- Extrait du texte -
***
Hachicha : On ne peut pas dire que les élections étaient illégitimes. Le Rassemblement Constitutionnel Démocratique est au pouvoir depuis l’indépendance. Avec deux millions d’adhérents sa légitimité ne fait aucun doute. De plus, la communauté internationale soutien Ben Ali. Il a à son service exclusif le soutien de toute la machine étatique. Par conséquent Ben Ali détient une légitimité surtout parce qu’il est le chef d’un parti mais ceci est très différent d’une légitimité démocratique détenue de chez la totalité des Tunisiens. Les élections ont pu être légitimes techniquement, mais dans ces conditions elles ressemblaient bien plus à une course entre une voiture de sport et une chaise roulante. Elles étaient inéquitables et antidémocratiques à tous les niveaux.

MEQ : Comment est-ce Ben Ali utilise les mécanismes de l’Etat pour marginaliser l’opposition ?

Hachicha : Le régime use de toutes sortes de procédures et moyens inéquitables et même illégaux pour réprimer l’opposition. L’accès aux médias et le soutien financier sont restreints au stricte minimum même pour les candidats et partis légalement reconnus. Il en résulte que l’opposition demeure injustement méconnue. Il n’y avait aucune comparaison possible entre le temps accordé par la télévision au Président ben Ali et son épouse durant la campagne présidentielle, et le temps accordé aux autres candidats. Il n’y a eu aucun débat. Malgré l’illégalité la répression était importante. Alors que la démocratie requiert la responsabilité du leadership, le fait est que seul le citoyen est tenu d’être responsable. Grâce à la complaisance citoyenne, il est plus qu’aisé pour Ben Ali de gagner plus de 90 pour cent des votes.
***
Entrées de contours de formes
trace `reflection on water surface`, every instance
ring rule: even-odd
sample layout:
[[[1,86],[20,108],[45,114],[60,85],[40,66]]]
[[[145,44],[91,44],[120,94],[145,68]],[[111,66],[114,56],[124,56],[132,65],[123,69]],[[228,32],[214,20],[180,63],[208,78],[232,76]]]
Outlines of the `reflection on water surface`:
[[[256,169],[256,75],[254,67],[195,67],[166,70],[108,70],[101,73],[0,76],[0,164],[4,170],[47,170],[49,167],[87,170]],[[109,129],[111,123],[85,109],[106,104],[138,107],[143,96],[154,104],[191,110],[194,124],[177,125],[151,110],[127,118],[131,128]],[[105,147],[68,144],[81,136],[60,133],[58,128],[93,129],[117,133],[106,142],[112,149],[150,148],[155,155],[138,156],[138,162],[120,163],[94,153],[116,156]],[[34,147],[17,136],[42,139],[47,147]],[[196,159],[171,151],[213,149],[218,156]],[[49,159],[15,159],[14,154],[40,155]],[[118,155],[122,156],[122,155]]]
***
- Objectif 1 -
D'après l'entretien sur les élections tunisiennes, combien d'adhérents compte le Rassemblement Constitutionnel Démocratique ?
- Objectif 2 -
Poursuivez l'entretien sur les élections tunisiennes à partir de sa dernière phrase.

- Réponse attendue 1 -
Il compte deux millions d'adhérents.

- Réponse attendue 2 -
MEQ : Est-ce que la pression intérieure peut forcer Ben à accepter les réformes démocratiques.

Hachicha : La pression intérieure est trop faible. Malgré qu’elle soit quand même nécessaire, elle est loin d’être suffisante. Du fait que nous n’avons aucune liberté d’_expression et d’association et que l’intimidation est répandue, les Tunisiens se sentent inconfortables vis-à-vis de toute activité politique. La peur contrôle leur raisonnement. Par conséquent, aucun mouvement politique n’arrive à acquérir suffisamment de soutien populaire transparent apte à créer une pression sur Ben Ali. Nous sommes encore au stade où chaque mouvement politique essaye seulement de se construire une crédibilité afin de pouvoir acquérir une légitimité.

MEQ : Est-ce que les partis d’opposition détiennent un poids significatif dans le champ politique ?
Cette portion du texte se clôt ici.